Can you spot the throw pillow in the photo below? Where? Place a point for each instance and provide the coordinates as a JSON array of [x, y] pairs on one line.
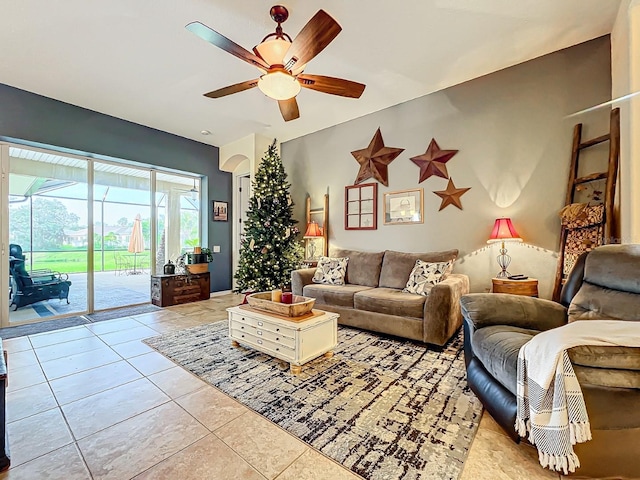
[[425, 275], [331, 270]]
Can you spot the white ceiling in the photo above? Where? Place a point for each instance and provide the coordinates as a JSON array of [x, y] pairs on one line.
[[135, 60]]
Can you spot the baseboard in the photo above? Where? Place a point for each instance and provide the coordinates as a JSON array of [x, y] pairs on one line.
[[219, 294]]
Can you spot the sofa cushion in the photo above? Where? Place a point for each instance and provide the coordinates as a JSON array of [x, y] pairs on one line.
[[338, 295], [624, 358], [607, 377], [397, 266], [363, 267], [615, 267], [331, 270], [425, 275], [497, 348], [390, 301], [593, 302]]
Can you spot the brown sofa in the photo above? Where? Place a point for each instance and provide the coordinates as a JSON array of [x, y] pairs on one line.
[[372, 297]]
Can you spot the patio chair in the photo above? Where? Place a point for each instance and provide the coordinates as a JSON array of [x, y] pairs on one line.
[[34, 286]]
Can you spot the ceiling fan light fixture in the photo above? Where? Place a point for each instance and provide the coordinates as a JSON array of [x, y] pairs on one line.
[[279, 85], [273, 50]]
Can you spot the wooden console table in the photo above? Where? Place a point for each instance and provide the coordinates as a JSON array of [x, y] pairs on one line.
[[167, 290]]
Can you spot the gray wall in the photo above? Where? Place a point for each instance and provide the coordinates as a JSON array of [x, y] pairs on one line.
[[32, 119], [514, 147]]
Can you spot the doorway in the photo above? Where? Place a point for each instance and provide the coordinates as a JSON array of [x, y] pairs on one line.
[[95, 228]]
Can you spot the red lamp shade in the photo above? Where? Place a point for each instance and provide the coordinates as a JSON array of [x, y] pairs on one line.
[[313, 230], [502, 230]]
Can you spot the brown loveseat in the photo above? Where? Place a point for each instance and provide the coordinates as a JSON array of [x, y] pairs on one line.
[[372, 297]]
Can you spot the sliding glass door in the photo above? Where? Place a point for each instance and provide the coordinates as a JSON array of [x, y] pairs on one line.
[[47, 227], [178, 216], [121, 235], [81, 235]]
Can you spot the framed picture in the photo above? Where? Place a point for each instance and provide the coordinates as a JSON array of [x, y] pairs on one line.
[[220, 210], [361, 206], [403, 207]]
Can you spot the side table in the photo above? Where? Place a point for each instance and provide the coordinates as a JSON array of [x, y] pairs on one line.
[[167, 290], [528, 287]]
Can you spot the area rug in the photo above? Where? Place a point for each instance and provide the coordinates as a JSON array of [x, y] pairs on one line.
[[122, 312], [382, 407]]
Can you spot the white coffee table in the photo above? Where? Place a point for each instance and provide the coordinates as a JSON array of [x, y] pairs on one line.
[[296, 342]]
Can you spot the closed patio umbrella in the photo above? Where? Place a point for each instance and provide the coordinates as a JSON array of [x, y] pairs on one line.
[[136, 242]]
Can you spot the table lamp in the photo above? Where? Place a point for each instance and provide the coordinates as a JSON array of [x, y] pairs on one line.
[[313, 232], [503, 230]]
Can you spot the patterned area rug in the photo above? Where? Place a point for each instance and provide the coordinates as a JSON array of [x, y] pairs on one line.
[[382, 407]]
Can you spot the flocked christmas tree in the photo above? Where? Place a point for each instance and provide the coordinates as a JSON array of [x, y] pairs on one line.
[[269, 250]]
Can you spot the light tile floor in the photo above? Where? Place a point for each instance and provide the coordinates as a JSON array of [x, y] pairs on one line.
[[95, 402]]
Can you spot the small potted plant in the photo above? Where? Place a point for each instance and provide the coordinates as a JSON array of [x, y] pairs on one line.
[[198, 261]]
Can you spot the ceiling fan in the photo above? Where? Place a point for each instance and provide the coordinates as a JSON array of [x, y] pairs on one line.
[[282, 61]]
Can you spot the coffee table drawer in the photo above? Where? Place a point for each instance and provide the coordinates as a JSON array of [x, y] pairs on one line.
[[260, 332], [272, 348], [263, 325]]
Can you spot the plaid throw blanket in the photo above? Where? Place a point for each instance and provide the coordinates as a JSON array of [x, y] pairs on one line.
[[551, 407]]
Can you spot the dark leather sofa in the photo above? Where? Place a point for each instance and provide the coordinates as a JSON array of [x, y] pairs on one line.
[[604, 284]]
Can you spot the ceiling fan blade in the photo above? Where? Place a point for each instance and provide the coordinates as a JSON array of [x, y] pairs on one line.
[[331, 85], [238, 87], [289, 109], [220, 41], [312, 39]]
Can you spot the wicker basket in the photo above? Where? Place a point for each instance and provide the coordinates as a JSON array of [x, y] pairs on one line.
[[198, 267], [300, 306]]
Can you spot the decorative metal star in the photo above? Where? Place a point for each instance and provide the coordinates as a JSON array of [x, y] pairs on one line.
[[451, 196], [374, 160], [433, 161]]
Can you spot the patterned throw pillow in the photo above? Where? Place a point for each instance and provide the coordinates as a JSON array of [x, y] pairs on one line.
[[331, 270], [425, 275]]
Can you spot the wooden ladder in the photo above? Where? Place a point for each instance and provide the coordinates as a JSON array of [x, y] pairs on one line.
[[611, 176]]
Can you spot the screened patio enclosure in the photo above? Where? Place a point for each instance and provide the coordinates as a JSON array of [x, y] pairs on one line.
[[75, 217]]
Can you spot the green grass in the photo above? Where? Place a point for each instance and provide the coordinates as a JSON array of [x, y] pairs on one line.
[[76, 261]]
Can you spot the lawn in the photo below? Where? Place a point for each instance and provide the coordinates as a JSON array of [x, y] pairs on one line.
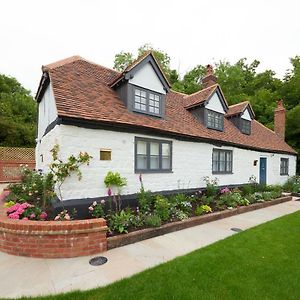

**PROBLEM DETAILS:** Pictures are to be left out; please print the rest of the records above word for word.

**PROBLEM SOLUTION:**
Can you spot the throw pillow in the photo below? Where? Place a point for each instance and provide the coordinates as a JSON array of [x, y] pairs on one line.
[[425, 275], [331, 270]]
Can you spot the white ceiling in the photo above? Where? Place a point for each instance and provide the coordinates as a JSON array of [x, y] pairs on one line.
[[135, 60]]
Can you spot the baseboard in the photo above? Where? Place a point for each instance and provide the coordinates as a JSON array of [x, y] pairs on one line.
[[219, 294]]
Can you spot the sofa cushion in the photo above? Where? Place a point for each instance and provide the coordinates as a JSON array of [x, y] pairs on one line.
[[338, 295], [624, 358], [607, 377], [397, 266], [363, 267], [615, 267], [331, 270], [425, 275], [497, 348], [390, 301], [593, 302]]
Can you spot the brown sofa in the photo above? Where? Place a point for each instance and provide the coordinates as a JSON array of [x, y] pairs on one line.
[[372, 297]]
Can you spot the patio chair in the photo above? Where? Place a point for each instance and provide the coordinates as a JSON array of [x, y] pairs on one line.
[[34, 286]]
Can you spot the ceiling fan light fixture in the photo above? Where? Place a point for each instance and provide the coordinates as a JSON array of [x, y] pairs on one line.
[[279, 85], [273, 50]]
Can you spot the wooden console table in the photo above? Where? Place a point for each instance and provide the coordinates as a JSON array of [x, y] pairs on one line.
[[167, 290]]
Can you spot the gray wall in the photo above? Where? Place a point for each instance and provide the coordinates as a JSON array of [x, y] pairs on one line.
[[32, 119], [514, 147]]
Can you spot the doorway in the photo above? Where? Place a point for each instance and provide the coordinates as a JSON array of [x, y] pairs on one line.
[[95, 228]]
Can you spot the red lamp shade in the photo above? Where? Place a point for each instance and provide the coordinates as a JSON array of [x, y] pairs on one line.
[[313, 230], [502, 230]]
Can you spot the brown loveseat in the photo above? Where? Place a point for each instance and provide the coordinates as a JSON array of [x, y] pairs on one line.
[[372, 297]]
Can you spot the sliding glass door in the photo above? Where? Place a point for each instance and provide the coordinates as a JSON array of [x, y] pairs on one line.
[[47, 227], [178, 216], [121, 235], [81, 235]]
Can you spot the framed picture in the photo above? Where? Place a point for each instance and provide the coordinates as a JSON array of [x, y] pairs on one line.
[[220, 210], [361, 206], [403, 207]]
Can you spot the side table in the photo above? Where? Place a point for each instance and provide the coordinates as a JSON array of [x, y] pairs on one line.
[[167, 290], [528, 287]]
Can you spot the area rug in the photo above? Where? Place a point for each instance and provide the coordinates as a JSON array of [x, y] pairs on one line.
[[122, 312], [382, 407]]
Can you spot the white coffee table in the photo above? Where? Place a point for each instance and provide the coordinates as a JSON array of [x, y] pairs on one line.
[[296, 342]]
Can you spot the closed patio umbrella in the photo above? Where? Place a point for each instance and provide the coordinates as a JSON array of [x, y] pairs on one line.
[[136, 242]]
Can you spot the table lamp in the photo above? Where? Place a point for each instance and provide the coordinates as a JSON array of [x, y] pairs on one line.
[[313, 232], [503, 230]]
Can you spot the patterned area rug in the photo above? Where? Place a point for each instance and provide the coordinates as a JSON array of [x, y] pairs on one line.
[[382, 407]]
Can you spot the flocked christmas tree in the photo above? Where? Place a point for each instance and provide the coordinates as a JSON array of [x, y] pairs on one line.
[[269, 250]]
Can you spot the light tile floor in the photo above? Where? Place a point for each instance and provide the coordinates as a JSON array of [x, y] pairs on one line.
[[95, 402]]
Can you spot the small potted plant in the photo above? Where? Place a point for each instance and provide the coordinates as a JSON array of [x, y] pairs on one line.
[[198, 261]]
Can you spot the ceiling fan in the photo above? Where? Place a point for each instance and provide the coordinates as a JSON array of [x, y] pairs on one line.
[[282, 61]]
Can you spot the coffee table drawer in the photo above? Where? Place a point for each instance and provide the coordinates as a JSON array of [x, y] pairs on one line.
[[260, 332], [272, 348], [263, 325]]
Can you spot the plaid throw blanket in the photo above? Where? Place a point for each instance and provide the coordinates as a JSON array of [x, y] pairs on one line.
[[551, 407]]
Can you spot the dark leather sofa in the photo above? Where? Place a point for each instance and provide the coordinates as a JSON array of [x, y] pairs on one line.
[[604, 284]]
Can you spot the ceiling fan blade in the photo above? Where? Place a point for each instance and provide the coordinates as a JSON array of [x, y] pairs on one line.
[[331, 85], [238, 87], [289, 109], [220, 41], [312, 39]]
Can you spot the wicker basket in the photo above? Where? Place a point for each instance and provide the coordinates as a JSON array of [x, y] pairs on one line.
[[198, 267], [300, 306]]
Can you spot the decorative metal star in the photo above? Where? Place a point for each instance and provide the coordinates as a JSON array of [x, y] pairs on one line.
[[451, 196], [374, 160], [433, 161]]
Can you spot the patterned throw pillow in the photo above? Where? Place a point for each instance and provide the coordinates as a JSON array of [x, y] pairs on one line.
[[331, 270], [425, 275]]
Can you spot the wooden ladder in the photo above? Where? Place a point for each instance and provide the coordinates as a JSON array of [x, y] pairs on one line.
[[611, 176]]
Can you spot the screened patio enclosure in the photo above? Where? Place a point for each instance and provide the coordinates as a JSON array of [x, y] pairs on one line.
[[75, 217]]
Can you spot the green grass in the photo above? Where? Place a point for each instance and provide the coordinates as a JSON array of [x, y] pairs on one line.
[[76, 261]]
Can you spot the lawn in the photo below? Where? Place a point for each instance and provide the coordinates as a JSON array of [x, y] pairs on one line.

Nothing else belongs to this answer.